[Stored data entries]
☆ ☆ ☆ ☆ ☆
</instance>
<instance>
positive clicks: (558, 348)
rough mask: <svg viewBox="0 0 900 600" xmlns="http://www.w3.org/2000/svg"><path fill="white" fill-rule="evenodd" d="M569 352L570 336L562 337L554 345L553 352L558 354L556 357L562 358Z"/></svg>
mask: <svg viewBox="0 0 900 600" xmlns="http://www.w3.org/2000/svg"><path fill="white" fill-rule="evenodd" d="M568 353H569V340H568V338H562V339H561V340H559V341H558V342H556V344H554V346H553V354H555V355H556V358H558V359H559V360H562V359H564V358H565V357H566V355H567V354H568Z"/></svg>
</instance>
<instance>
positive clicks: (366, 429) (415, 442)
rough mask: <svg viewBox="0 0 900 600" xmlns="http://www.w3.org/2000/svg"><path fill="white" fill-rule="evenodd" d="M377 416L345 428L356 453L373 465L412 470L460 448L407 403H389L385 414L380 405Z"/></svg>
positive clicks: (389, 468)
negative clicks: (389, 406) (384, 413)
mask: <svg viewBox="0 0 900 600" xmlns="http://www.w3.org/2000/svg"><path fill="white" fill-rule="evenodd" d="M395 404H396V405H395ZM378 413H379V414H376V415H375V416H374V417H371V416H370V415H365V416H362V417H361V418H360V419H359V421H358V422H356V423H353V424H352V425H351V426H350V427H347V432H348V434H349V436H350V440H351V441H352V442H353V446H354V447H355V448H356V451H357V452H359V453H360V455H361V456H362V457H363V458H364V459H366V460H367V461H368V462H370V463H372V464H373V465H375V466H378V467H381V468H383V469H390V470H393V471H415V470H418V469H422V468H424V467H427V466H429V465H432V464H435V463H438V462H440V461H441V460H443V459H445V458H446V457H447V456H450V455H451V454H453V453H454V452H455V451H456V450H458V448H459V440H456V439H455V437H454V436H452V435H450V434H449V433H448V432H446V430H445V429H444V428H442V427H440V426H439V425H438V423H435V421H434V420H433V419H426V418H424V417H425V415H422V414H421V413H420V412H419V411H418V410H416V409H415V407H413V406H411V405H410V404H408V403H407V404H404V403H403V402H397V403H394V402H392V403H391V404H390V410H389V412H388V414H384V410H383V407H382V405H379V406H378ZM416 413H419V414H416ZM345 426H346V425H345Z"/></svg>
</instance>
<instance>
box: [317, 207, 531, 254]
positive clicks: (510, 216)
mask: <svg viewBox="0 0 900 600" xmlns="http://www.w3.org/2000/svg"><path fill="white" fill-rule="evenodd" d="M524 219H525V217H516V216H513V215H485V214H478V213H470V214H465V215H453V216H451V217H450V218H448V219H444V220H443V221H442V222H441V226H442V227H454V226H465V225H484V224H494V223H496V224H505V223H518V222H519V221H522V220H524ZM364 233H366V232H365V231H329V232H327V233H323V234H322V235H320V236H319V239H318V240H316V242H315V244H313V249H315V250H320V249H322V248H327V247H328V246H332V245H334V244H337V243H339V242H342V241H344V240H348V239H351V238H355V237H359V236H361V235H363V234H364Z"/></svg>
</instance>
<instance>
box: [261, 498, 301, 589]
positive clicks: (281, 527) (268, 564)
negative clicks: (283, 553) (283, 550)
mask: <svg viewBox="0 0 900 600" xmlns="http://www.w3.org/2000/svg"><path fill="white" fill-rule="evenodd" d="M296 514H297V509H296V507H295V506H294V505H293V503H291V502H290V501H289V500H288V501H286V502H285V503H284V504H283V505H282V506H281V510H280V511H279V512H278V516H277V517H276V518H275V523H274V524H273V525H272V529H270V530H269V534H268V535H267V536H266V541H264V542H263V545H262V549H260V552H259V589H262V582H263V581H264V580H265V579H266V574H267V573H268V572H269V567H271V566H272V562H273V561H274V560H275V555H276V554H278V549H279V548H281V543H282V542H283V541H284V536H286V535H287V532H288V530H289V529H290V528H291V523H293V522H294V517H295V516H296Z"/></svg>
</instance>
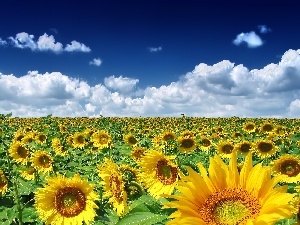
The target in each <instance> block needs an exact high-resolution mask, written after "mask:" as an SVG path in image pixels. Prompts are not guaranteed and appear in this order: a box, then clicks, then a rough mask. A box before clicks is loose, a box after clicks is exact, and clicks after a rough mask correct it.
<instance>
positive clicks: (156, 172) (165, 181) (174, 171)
mask: <svg viewBox="0 0 300 225" xmlns="http://www.w3.org/2000/svg"><path fill="white" fill-rule="evenodd" d="M156 176H157V178H158V179H159V181H160V182H161V183H163V184H165V185H170V184H173V183H174V182H175V181H176V179H177V176H178V170H177V168H176V167H173V166H171V165H169V164H168V161H167V160H165V159H162V160H159V161H158V162H157V164H156Z"/></svg>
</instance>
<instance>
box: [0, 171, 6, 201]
mask: <svg viewBox="0 0 300 225" xmlns="http://www.w3.org/2000/svg"><path fill="white" fill-rule="evenodd" d="M7 185H8V181H7V178H6V176H5V174H4V173H3V171H2V170H1V169H0V196H1V195H4V193H5V192H6V190H7Z"/></svg>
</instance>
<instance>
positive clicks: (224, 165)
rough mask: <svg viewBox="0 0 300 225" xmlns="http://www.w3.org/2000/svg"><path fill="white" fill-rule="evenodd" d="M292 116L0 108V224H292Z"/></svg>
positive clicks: (295, 184)
mask: <svg viewBox="0 0 300 225" xmlns="http://www.w3.org/2000/svg"><path fill="white" fill-rule="evenodd" d="M299 209H300V119H286V118H283V119H275V118H239V117H231V118H200V117H186V116H184V115H182V116H181V117H124V118H119V117H99V118H84V117H80V118H76V117H75V118H68V117H67V118H58V117H52V116H51V115H49V116H47V117H41V118H16V117H12V115H11V114H9V115H0V224H1V225H11V224H13V225H17V224H18V225H22V224H34V225H41V224H52V225H81V224H95V225H100V224H105V225H114V224H116V225H130V224H131V225H138V224H141V225H151V224H168V225H171V224H188V225H189V224H190V225H196V224H197V225H199V224H211V225H225V224H228V225H231V224H232V225H235V224H247V225H248V224H299V223H300V222H299V221H300V211H299Z"/></svg>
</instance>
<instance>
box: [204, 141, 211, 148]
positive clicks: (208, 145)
mask: <svg viewBox="0 0 300 225" xmlns="http://www.w3.org/2000/svg"><path fill="white" fill-rule="evenodd" d="M210 144H211V143H210V140H208V139H203V140H202V145H203V146H204V147H209V146H210Z"/></svg>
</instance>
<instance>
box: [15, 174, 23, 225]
mask: <svg viewBox="0 0 300 225" xmlns="http://www.w3.org/2000/svg"><path fill="white" fill-rule="evenodd" d="M13 187H14V197H15V202H16V204H17V209H18V221H19V225H23V220H22V206H21V202H20V196H19V190H18V185H17V182H16V180H14V182H13Z"/></svg>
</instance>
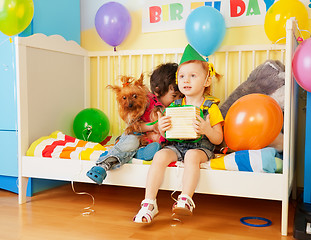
☆ ☆ ☆ ☆ ☆
WHAT YOU HAVE TO DO
The answer must be an exact reproduction of the records, with every picture left out.

SOLUTION TO THE PROBLEM
</instance>
<instance>
positive clicks: (558, 348)
rough mask: <svg viewBox="0 0 900 600" xmlns="http://www.w3.org/2000/svg"><path fill="white" fill-rule="evenodd" d="M569 352L570 336L562 337L554 345L553 352L558 354L556 357L562 358Z"/></svg>
mask: <svg viewBox="0 0 900 600" xmlns="http://www.w3.org/2000/svg"><path fill="white" fill-rule="evenodd" d="M568 353H569V340H568V338H562V339H561V340H559V341H558V342H556V344H554V346H553V354H555V355H556V358H558V359H559V360H562V359H564V358H565V357H566V355H567V354H568Z"/></svg>
</instance>
<instance>
positive clicks: (366, 429) (415, 442)
rough mask: <svg viewBox="0 0 900 600" xmlns="http://www.w3.org/2000/svg"><path fill="white" fill-rule="evenodd" d="M377 416L345 428L356 453L373 465L412 470L460 448L407 403H389L385 414L380 405Z"/></svg>
positive clicks: (389, 468)
negative clicks: (389, 406) (384, 413)
mask: <svg viewBox="0 0 900 600" xmlns="http://www.w3.org/2000/svg"><path fill="white" fill-rule="evenodd" d="M395 404H396V405H395ZM378 413H379V414H376V415H375V416H374V417H371V416H370V415H365V416H362V417H361V418H360V419H359V421H358V422H356V423H353V424H352V425H351V426H350V427H347V432H348V434H349V436H350V440H351V441H352V442H353V446H354V447H355V448H356V451H357V452H359V453H360V455H361V456H362V457H363V458H364V459H366V460H367V461H368V462H370V463H372V464H373V465H375V466H378V467H381V468H383V469H390V470H393V471H415V470H418V469H422V468H424V467H427V466H429V465H432V464H435V463H438V462H440V461H441V460H443V459H445V458H446V457H447V456H450V455H451V454H453V453H454V452H455V451H456V450H458V448H459V440H456V439H455V437H454V436H452V435H450V434H449V433H448V432H446V430H445V429H444V428H442V427H440V426H439V425H438V423H435V421H434V420H433V419H426V418H424V417H425V415H422V414H421V413H420V412H419V411H418V410H416V409H415V407H413V406H411V405H410V404H408V403H407V404H404V403H403V402H397V403H394V402H392V403H391V404H390V410H389V412H388V414H384V410H383V407H382V405H379V406H378ZM416 413H419V414H416ZM345 426H346V425H345Z"/></svg>
</instance>
<instance>
box: [317, 207, 531, 254]
positive clicks: (510, 216)
mask: <svg viewBox="0 0 900 600" xmlns="http://www.w3.org/2000/svg"><path fill="white" fill-rule="evenodd" d="M524 219H525V217H516V216H513V215H485V214H478V213H470V214H465V215H453V216H451V217H450V218H448V219H444V220H443V221H442V222H441V226H442V227H454V226H465V225H484V224H494V223H496V224H505V223H518V222H519V221H522V220H524ZM364 233H366V232H365V231H329V232H327V233H323V234H322V235H320V236H319V239H318V240H316V242H315V244H313V249H315V250H320V249H322V248H327V247H328V246H332V245H334V244H337V243H339V242H342V241H344V240H348V239H351V238H355V237H359V236H361V235H363V234H364Z"/></svg>
</instance>
<instance>
box: [261, 498, 301, 589]
positive clicks: (281, 527) (268, 564)
negative clicks: (283, 553) (283, 550)
mask: <svg viewBox="0 0 900 600" xmlns="http://www.w3.org/2000/svg"><path fill="white" fill-rule="evenodd" d="M296 514H297V509H296V507H295V506H294V505H293V503H291V502H290V501H289V500H288V501H286V502H285V503H284V504H283V505H282V506H281V510H280V511H279V512H278V516H277V517H276V518H275V523H274V524H273V525H272V529H270V530H269V534H268V535H267V536H266V541H264V542H263V545H262V549H260V552H259V589H262V582H263V581H264V580H265V579H266V574H267V573H268V572H269V567H271V566H272V562H273V561H274V560H275V555H276V554H278V549H279V548H281V543H282V542H283V541H284V536H286V535H287V532H288V530H289V529H290V528H291V523H293V522H294V517H295V516H296Z"/></svg>
</instance>
The target in each <instance> block needs an exact high-resolution mask, written after "mask:" as an SVG path in image pixels. Prompts are not guaranteed and appear in this order: a box, then clicks, then a rough mask. A box before clicks is loose, a box after clicks is exact, and clicks after a rough mask correct it.
<instance>
positive clicks: (156, 172) (165, 181) (174, 171)
mask: <svg viewBox="0 0 300 225" xmlns="http://www.w3.org/2000/svg"><path fill="white" fill-rule="evenodd" d="M156 176H157V178H158V179H159V181H160V182H161V183H163V184H165V185H170V184H173V183H174V182H175V181H176V179H177V176H178V170H177V168H176V167H173V166H171V165H169V164H168V161H167V160H165V159H162V160H159V161H158V162H157V164H156Z"/></svg>
</instance>
<instance>
box: [0, 171, 6, 201]
mask: <svg viewBox="0 0 300 225" xmlns="http://www.w3.org/2000/svg"><path fill="white" fill-rule="evenodd" d="M7 185H8V181H7V178H6V176H5V174H4V173H3V171H2V170H1V169H0V196H1V195H4V193H5V192H6V190H7Z"/></svg>
</instance>
<instance>
positive clicks: (224, 165)
rough mask: <svg viewBox="0 0 300 225" xmlns="http://www.w3.org/2000/svg"><path fill="white" fill-rule="evenodd" d="M292 116L0 108V224H292Z"/></svg>
positive clicks: (295, 184)
mask: <svg viewBox="0 0 300 225" xmlns="http://www.w3.org/2000/svg"><path fill="white" fill-rule="evenodd" d="M299 209H300V119H286V118H283V119H275V118H239V117H231V118H200V117H186V116H184V115H182V116H181V117H124V118H119V117H99V118H84V117H80V118H76V117H75V118H68V117H67V118H58V117H52V116H51V115H49V116H47V117H41V118H16V117H12V115H11V114H9V115H0V224H1V225H11V224H13V225H17V224H18V225H22V224H34V225H41V224H52V225H81V224H95V225H100V224H105V225H114V224H116V225H130V224H131V225H138V224H141V225H151V224H168V225H171V224H188V225H189V224H190V225H196V224H197V225H199V224H211V225H225V224H228V225H231V224H232V225H235V224H247V225H248V224H299V223H300V222H299V221H300V211H299Z"/></svg>
</instance>
<instance>
box: [204, 141, 211, 148]
positive clicks: (208, 145)
mask: <svg viewBox="0 0 300 225" xmlns="http://www.w3.org/2000/svg"><path fill="white" fill-rule="evenodd" d="M210 144H211V143H210V140H208V139H203V140H202V145H203V146H204V147H209V146H210Z"/></svg>
</instance>
<instance>
box: [15, 174, 23, 225]
mask: <svg viewBox="0 0 300 225" xmlns="http://www.w3.org/2000/svg"><path fill="white" fill-rule="evenodd" d="M13 187H14V197H15V202H16V204H17V209H18V221H19V225H23V220H22V206H21V202H20V196H19V190H18V185H17V182H16V180H14V182H13Z"/></svg>
</instance>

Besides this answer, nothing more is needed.